## The problem
Wherever a line in the data holds the word "peak", pull that line out.

## Given entries
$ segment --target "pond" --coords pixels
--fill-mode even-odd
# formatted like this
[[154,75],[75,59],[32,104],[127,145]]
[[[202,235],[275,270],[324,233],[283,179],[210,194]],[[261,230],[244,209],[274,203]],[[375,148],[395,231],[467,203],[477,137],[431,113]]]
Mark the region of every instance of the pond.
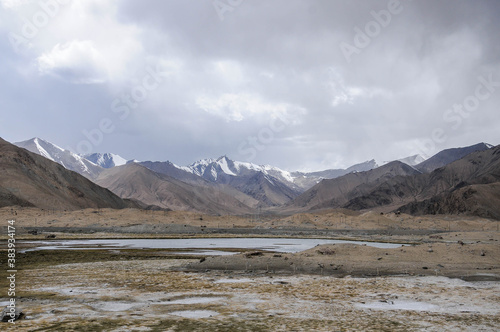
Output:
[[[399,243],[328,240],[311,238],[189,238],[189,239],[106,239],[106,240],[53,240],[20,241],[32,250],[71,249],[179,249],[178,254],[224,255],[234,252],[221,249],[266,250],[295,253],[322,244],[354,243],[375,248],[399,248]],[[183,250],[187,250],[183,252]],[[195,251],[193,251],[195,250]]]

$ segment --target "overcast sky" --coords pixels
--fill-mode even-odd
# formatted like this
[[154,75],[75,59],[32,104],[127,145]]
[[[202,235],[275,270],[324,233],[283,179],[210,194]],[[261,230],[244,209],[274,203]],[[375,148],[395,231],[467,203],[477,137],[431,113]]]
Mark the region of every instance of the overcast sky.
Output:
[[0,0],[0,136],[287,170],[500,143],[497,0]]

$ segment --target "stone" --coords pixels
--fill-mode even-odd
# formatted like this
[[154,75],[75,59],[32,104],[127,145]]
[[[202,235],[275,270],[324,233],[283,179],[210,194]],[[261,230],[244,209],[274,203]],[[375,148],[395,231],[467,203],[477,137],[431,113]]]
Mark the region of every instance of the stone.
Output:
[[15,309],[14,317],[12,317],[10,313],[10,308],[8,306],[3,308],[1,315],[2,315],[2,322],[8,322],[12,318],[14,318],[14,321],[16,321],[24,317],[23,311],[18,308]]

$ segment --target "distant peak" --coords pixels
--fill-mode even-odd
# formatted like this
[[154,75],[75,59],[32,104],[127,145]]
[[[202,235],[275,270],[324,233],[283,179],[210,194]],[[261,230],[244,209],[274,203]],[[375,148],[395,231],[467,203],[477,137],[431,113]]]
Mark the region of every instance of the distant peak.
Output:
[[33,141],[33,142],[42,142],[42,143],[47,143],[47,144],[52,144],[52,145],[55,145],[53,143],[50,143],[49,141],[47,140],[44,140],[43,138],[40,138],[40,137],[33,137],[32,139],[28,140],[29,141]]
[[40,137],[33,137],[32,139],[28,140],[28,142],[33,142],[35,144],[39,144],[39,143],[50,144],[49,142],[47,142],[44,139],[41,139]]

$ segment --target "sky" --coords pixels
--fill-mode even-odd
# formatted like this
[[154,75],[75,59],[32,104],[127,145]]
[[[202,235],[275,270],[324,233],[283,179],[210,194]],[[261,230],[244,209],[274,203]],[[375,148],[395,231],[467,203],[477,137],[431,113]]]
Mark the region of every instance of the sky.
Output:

--

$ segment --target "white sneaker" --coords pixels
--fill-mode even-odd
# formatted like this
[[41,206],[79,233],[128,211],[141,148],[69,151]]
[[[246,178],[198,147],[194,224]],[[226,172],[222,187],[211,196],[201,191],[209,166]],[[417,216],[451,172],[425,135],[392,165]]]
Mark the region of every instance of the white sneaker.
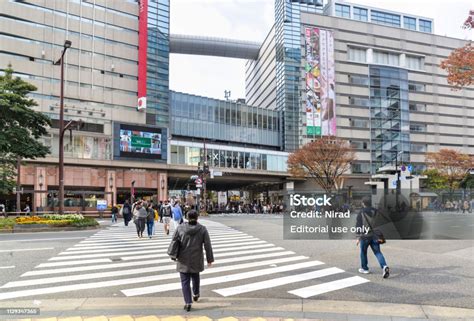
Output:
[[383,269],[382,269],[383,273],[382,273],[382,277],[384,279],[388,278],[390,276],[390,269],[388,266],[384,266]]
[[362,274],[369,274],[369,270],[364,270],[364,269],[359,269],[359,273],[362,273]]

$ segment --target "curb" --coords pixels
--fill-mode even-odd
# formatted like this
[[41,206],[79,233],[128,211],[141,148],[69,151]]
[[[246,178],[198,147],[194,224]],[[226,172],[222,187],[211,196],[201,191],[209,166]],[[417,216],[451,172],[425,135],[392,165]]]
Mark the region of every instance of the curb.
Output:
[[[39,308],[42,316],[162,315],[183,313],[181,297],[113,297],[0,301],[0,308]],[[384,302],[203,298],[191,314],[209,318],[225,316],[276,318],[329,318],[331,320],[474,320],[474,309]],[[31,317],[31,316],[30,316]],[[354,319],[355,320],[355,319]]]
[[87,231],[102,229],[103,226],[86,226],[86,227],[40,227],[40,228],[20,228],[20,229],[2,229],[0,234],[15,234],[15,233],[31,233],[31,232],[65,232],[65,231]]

* * *

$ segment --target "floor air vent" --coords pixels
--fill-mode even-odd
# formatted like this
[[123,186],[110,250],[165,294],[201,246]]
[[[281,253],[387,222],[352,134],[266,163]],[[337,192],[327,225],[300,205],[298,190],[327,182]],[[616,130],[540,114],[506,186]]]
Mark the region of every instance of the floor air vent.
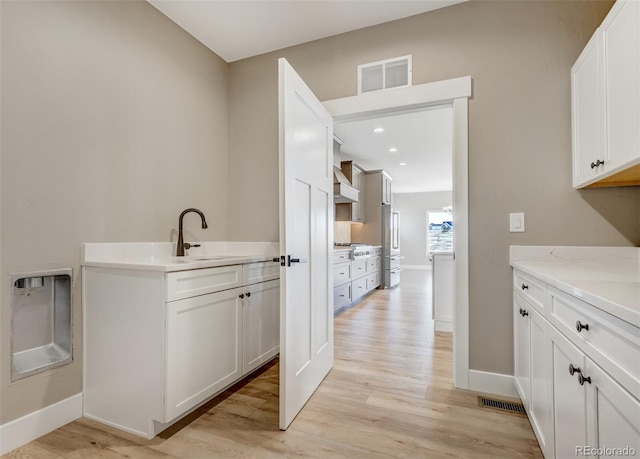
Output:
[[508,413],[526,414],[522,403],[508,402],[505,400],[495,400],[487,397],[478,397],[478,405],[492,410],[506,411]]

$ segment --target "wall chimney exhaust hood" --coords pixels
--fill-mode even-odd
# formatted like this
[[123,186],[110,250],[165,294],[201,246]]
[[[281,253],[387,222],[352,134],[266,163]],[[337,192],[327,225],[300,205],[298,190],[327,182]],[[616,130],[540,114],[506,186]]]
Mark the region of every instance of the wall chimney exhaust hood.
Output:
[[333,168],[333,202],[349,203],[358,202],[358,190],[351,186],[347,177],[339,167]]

## Result of the exercise
$ segment --target "distant peak" --coords pixels
Mark the region of every instance of the distant peak.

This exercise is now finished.